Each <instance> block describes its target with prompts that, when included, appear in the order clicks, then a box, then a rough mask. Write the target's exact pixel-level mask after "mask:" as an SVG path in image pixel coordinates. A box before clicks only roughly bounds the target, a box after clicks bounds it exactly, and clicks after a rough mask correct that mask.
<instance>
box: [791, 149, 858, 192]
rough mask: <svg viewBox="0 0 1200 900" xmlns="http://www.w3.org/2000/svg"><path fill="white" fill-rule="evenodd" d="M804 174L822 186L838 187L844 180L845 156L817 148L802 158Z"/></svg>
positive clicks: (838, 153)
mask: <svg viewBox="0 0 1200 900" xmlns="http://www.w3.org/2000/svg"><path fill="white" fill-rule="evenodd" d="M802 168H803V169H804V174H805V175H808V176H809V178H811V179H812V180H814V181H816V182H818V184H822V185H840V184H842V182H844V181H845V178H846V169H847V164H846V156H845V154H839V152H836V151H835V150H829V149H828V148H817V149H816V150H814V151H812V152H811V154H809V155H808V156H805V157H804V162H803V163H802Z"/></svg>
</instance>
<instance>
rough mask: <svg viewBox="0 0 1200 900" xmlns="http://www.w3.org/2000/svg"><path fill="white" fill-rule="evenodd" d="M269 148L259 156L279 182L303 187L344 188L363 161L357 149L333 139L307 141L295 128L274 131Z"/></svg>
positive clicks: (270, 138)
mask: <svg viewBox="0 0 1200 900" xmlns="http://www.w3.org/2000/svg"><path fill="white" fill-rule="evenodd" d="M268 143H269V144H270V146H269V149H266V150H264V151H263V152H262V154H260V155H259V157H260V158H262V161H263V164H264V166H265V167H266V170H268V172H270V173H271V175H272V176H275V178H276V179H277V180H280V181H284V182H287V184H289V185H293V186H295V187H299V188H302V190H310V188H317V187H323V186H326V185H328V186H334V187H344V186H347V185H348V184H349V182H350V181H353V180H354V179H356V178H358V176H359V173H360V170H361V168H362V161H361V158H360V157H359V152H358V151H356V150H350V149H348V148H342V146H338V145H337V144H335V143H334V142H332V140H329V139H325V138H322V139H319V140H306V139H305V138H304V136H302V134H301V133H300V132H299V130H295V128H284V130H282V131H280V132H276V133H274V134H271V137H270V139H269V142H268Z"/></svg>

******

I need every line of the material that includes "instance", so please copy them out.

Each <instance> block describes its target with prompts that, when included, appear in the order clicks, then a box, then a rough mask. Write the target's exact pixel-level mask after "mask:" as an SVG path in image pixel coordinates. A box before clicks only roughly bounds the target, a box after clicks bounds it exactly, and clicks after a rough mask correct that mask.
<instance>
</instance>
<instance>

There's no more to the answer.